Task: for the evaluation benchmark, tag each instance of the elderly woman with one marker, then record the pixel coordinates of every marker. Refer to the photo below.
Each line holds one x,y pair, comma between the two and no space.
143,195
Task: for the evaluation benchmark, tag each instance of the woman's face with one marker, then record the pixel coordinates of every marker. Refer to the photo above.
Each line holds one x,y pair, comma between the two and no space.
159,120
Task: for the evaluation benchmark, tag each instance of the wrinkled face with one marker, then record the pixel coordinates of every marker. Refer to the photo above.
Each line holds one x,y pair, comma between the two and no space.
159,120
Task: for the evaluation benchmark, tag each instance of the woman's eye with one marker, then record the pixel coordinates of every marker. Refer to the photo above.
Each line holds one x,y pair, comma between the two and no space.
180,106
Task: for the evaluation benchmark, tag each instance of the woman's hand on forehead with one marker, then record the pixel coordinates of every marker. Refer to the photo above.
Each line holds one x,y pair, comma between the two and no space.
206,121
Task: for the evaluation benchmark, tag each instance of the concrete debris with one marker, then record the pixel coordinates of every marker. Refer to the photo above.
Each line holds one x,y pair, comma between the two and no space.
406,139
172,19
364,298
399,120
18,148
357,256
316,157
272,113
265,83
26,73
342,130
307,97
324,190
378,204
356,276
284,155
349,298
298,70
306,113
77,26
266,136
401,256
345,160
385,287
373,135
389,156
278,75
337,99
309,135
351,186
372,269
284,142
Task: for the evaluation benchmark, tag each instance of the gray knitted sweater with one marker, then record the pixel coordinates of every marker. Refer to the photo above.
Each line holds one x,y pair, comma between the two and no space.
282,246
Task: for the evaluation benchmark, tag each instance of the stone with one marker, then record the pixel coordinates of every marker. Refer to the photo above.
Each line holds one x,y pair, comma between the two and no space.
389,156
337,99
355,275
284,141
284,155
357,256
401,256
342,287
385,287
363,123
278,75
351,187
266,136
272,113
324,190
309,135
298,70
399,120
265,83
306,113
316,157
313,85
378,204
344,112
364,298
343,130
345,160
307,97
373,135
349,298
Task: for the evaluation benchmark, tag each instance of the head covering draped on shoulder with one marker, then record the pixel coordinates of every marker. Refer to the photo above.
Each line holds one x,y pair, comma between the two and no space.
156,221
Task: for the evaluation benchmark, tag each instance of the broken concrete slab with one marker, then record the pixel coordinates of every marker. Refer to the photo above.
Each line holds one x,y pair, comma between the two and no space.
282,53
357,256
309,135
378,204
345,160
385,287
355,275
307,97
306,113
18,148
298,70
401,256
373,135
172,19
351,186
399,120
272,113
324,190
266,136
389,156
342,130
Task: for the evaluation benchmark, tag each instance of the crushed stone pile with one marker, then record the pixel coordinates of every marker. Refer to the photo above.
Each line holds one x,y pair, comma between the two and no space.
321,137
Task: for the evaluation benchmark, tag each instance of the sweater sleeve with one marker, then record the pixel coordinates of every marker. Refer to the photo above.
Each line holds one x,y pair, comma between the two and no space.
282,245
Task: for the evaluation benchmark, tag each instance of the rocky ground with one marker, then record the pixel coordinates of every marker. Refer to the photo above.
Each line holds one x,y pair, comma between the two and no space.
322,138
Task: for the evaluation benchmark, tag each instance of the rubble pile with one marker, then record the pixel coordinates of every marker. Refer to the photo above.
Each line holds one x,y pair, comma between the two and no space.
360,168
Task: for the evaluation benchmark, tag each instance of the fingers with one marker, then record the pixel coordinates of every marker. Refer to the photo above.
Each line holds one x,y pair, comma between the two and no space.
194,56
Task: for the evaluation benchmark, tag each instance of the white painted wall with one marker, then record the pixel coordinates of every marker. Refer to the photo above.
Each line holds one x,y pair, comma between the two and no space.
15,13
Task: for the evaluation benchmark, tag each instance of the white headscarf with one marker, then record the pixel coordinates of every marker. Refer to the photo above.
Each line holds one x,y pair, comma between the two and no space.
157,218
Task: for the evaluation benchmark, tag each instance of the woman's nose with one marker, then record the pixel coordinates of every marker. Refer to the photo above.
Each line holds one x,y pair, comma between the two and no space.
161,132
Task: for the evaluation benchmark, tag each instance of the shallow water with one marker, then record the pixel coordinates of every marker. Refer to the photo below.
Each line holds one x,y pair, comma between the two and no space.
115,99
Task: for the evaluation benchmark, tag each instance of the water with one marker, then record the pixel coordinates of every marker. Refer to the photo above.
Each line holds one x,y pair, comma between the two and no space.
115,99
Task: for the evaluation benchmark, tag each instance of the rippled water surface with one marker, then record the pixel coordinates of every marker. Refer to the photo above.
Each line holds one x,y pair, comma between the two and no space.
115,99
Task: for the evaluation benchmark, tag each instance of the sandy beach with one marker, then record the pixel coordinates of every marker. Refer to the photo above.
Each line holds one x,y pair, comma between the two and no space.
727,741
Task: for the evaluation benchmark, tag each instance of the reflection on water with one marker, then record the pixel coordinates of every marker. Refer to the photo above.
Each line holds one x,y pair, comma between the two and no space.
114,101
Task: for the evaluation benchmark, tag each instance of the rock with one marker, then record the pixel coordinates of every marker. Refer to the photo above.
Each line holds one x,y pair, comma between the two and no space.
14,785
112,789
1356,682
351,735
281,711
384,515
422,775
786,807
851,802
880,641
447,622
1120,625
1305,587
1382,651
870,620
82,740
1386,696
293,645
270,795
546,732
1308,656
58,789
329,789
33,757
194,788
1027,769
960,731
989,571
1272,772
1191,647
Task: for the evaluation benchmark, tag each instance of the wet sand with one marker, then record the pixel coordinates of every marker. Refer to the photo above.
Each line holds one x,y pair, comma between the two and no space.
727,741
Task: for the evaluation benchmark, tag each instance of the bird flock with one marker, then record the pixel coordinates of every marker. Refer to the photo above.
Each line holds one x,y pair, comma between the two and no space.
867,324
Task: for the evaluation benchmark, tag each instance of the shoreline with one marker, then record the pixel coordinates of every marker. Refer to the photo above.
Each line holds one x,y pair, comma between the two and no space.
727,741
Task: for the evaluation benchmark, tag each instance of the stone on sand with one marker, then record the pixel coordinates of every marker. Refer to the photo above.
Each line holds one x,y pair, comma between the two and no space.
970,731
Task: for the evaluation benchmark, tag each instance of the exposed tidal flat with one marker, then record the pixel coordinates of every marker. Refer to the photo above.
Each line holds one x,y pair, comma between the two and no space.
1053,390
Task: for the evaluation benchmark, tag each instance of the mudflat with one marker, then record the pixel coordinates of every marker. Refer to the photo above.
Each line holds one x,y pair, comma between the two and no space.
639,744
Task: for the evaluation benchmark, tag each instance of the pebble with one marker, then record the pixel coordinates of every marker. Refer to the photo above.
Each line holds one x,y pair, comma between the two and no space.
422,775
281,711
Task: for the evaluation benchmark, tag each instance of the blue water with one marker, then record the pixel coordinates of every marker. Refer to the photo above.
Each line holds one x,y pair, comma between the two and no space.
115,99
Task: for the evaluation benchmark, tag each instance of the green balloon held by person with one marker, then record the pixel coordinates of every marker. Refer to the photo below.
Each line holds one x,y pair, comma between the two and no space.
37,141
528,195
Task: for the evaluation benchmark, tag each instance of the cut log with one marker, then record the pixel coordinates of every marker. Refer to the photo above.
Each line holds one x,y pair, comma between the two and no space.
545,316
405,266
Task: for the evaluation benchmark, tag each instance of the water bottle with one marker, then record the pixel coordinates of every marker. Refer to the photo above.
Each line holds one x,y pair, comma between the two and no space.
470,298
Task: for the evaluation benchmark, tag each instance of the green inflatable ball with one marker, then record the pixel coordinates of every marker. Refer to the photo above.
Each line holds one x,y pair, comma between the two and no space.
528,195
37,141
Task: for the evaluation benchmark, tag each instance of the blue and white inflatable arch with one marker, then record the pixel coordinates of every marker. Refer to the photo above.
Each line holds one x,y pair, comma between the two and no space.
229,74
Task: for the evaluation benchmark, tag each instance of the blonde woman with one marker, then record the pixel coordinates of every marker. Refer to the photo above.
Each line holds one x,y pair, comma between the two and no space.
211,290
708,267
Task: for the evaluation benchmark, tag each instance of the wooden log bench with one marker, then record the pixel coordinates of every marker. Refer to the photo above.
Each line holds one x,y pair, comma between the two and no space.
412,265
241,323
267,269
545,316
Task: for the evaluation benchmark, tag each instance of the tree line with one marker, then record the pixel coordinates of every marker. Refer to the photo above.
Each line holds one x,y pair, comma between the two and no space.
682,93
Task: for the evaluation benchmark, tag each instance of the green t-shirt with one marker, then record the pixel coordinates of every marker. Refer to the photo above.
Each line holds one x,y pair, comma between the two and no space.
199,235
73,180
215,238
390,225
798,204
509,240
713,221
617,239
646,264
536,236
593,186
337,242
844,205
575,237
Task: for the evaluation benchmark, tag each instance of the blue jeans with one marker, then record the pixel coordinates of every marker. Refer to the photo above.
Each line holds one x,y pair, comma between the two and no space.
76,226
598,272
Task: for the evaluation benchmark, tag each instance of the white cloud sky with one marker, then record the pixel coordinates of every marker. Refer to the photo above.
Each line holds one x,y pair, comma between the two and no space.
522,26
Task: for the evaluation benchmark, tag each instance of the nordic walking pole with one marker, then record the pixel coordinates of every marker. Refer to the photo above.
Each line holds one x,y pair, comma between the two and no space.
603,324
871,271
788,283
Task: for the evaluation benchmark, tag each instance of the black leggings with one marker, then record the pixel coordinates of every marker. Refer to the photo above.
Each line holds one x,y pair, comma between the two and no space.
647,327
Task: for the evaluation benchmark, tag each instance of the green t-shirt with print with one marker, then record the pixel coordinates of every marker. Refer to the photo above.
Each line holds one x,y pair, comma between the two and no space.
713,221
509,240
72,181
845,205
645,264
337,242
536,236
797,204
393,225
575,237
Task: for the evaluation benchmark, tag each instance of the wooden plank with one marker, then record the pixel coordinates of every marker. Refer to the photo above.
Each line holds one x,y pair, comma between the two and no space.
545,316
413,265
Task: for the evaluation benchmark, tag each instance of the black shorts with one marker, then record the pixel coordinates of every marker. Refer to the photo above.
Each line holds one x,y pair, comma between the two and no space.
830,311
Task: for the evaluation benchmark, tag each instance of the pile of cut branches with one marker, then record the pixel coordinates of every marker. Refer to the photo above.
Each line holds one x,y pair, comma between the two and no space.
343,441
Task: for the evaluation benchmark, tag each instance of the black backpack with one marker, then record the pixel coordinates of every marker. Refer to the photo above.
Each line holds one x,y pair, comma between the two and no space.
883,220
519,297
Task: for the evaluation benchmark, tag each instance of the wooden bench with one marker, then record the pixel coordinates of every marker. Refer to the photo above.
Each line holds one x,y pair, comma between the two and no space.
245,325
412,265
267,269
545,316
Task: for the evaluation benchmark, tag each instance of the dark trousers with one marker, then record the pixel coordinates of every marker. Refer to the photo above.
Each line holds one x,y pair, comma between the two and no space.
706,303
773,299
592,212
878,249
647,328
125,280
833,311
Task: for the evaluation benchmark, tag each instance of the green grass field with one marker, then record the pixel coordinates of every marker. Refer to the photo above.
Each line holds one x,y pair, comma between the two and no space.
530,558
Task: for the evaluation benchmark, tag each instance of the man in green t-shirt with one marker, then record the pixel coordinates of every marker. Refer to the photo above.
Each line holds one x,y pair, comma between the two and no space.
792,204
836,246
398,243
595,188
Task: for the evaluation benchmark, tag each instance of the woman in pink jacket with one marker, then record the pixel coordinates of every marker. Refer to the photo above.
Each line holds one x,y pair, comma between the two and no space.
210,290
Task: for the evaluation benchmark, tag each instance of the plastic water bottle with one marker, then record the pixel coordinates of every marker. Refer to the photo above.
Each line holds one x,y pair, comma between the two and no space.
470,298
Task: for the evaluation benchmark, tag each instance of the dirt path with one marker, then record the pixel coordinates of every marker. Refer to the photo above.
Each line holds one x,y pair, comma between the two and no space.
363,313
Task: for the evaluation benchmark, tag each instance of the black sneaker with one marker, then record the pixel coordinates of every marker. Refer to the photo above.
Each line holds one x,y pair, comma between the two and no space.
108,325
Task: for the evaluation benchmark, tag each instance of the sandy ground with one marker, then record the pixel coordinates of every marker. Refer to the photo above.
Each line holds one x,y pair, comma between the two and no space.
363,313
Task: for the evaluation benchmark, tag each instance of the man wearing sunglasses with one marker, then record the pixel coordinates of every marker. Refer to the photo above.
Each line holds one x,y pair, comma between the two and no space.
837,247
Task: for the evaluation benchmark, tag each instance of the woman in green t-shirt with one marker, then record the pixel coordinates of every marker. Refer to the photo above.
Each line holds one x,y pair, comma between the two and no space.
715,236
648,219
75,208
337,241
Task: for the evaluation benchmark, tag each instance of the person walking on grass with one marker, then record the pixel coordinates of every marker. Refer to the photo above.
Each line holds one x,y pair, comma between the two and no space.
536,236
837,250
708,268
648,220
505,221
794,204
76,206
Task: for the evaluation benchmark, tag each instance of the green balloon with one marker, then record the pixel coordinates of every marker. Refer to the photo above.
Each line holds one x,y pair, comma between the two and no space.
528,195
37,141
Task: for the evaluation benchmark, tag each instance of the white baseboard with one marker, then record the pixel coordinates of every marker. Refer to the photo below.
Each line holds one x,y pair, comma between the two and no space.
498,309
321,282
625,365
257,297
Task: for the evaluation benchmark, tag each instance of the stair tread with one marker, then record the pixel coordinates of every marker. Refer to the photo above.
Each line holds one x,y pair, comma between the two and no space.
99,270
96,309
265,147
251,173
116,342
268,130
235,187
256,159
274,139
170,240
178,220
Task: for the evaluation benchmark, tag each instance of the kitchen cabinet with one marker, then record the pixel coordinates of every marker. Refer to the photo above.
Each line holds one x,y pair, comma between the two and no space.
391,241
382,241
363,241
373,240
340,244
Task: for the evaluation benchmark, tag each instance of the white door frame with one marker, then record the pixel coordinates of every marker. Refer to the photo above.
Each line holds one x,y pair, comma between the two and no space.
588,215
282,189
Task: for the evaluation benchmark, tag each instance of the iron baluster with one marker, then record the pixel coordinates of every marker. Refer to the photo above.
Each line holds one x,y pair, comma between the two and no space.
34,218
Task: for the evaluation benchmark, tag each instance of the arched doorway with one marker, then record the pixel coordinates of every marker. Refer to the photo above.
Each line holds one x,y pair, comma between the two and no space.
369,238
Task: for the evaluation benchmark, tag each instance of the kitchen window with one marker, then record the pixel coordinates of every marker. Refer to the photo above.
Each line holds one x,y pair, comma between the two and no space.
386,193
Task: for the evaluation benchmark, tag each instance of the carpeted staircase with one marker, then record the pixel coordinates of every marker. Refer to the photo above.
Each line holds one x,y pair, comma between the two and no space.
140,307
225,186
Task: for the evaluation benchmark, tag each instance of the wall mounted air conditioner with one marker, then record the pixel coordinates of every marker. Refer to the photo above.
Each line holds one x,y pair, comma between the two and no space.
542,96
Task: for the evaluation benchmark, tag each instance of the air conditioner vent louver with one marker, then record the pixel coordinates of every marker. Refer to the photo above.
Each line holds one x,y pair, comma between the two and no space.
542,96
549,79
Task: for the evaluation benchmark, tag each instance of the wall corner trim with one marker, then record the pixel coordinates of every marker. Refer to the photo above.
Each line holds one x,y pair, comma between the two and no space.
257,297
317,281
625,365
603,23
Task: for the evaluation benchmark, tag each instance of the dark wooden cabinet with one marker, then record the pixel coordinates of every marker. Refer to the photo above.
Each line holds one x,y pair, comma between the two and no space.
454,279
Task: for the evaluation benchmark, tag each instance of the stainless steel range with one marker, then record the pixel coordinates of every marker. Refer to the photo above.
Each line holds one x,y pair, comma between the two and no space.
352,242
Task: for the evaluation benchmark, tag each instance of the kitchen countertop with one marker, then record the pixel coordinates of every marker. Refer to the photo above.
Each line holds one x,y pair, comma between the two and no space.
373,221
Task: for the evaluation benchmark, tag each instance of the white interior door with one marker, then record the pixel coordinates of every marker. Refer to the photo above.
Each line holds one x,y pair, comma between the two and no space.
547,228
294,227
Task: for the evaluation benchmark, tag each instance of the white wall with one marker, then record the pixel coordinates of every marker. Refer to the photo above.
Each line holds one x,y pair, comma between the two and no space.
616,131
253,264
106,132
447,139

——

WHAT IS NEEDED.
Starting with the line that contains "the kitchen countertop", write out each line through the end of the listing, exactly as it appears, and include nothing else.

SOLUTION TO THIS TASK.
Task: for the evaluation benchmark, tag each instance of the kitchen countertop with one marker, then record the pixel coordinates of every marker. Refer to the photo above.
Each line holds one x,y pair, comma between the two and no space.
373,221
Task: for the evaluation benchmark, tag each instance of the white interior door with one marker, then record the pixel coordinates of every marker. Refer to the photo above.
Each line holds one x,y pair, comma between the two and no space.
547,228
294,227
Task: for the evaluation benchmark, tag each instance of the white wall with one marker, then record the pixel coordinates of every marker. Refer to the photo above.
Each line holds one x,y pair, comma between the two and no space.
616,131
253,264
106,132
447,139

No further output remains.